──────── INPUT
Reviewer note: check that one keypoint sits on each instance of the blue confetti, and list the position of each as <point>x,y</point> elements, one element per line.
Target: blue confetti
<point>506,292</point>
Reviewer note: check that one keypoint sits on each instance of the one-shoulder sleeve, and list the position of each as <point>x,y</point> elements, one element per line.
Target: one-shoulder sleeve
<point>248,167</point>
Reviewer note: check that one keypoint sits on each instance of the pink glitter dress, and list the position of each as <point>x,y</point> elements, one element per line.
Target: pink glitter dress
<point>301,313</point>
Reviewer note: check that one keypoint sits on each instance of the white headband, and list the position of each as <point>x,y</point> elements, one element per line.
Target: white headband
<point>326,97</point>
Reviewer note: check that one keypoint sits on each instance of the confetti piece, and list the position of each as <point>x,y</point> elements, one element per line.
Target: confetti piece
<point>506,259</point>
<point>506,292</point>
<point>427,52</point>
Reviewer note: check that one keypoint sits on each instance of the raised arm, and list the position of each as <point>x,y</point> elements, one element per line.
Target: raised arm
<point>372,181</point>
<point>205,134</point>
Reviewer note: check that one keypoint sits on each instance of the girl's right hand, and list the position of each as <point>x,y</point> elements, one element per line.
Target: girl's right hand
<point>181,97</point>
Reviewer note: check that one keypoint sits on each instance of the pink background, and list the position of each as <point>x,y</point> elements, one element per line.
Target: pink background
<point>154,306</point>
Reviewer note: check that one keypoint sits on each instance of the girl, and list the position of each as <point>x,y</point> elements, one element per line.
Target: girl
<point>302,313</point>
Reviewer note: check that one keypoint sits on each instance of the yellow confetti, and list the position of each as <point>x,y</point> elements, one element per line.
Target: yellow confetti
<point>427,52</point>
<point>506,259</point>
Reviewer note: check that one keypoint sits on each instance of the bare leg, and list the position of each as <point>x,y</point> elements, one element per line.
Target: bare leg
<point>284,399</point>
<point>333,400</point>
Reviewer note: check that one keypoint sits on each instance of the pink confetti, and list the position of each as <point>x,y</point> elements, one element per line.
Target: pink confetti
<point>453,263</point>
────────────────
* _WORK TO DO_: Copy the listing from its start through the line that contains "<point>154,306</point>", including that line, adding -55 to every x and y coordinate in the answer points and leaving all other lines unchanged.

* _SOLUTION TO THIS PROBLEM_:
Reviewer note: check that one keypoint sits on each instance of the blue confetti, and list the position of each as <point>x,y</point> elements, one element per line.
Target: blue confetti
<point>451,237</point>
Reviewer note: check that one keypoint sits on each instance of the one-shoulder sleeve, and list the position of each as <point>x,y</point> elements, one element per line.
Target: one-shoulder sleeve
<point>193,112</point>
Reviewer note: check that one keypoint sits on each instance of the pink glitter dress, and list the position of each as <point>x,y</point> elements, one element per line.
Target: pink glitter dress
<point>246,258</point>
Reviewer note: check that one keypoint sits on each instance of the white headband, and list the position of each as <point>x,y</point> elements, one element per line.
Target: white headband
<point>271,42</point>
Reviewer note: check that one keypoint sits on each instance of the confetti piece, and list the position of each as <point>x,y</point> elements, one element per line.
Target: confetti piece
<point>451,204</point>
<point>451,237</point>
<point>372,-3</point>
Reviewer note: check that one keypoint sits on each instance of the raised arm, and list the position of each as <point>x,y</point> elements, one element per line.
Target: raised arm
<point>317,126</point>
<point>150,79</point>
Reviewer note: check that one keypoint sits on each instance of the girl's right hand, and list the position of each as <point>x,y</point> elements, one element per line.
Target: girl's right hand
<point>126,42</point>
Reviewer note: check that one keypoint sits on each instance of the pink background, and list the position of each as <point>x,y</point> elements, one element per line.
Target: pink background
<point>99,251</point>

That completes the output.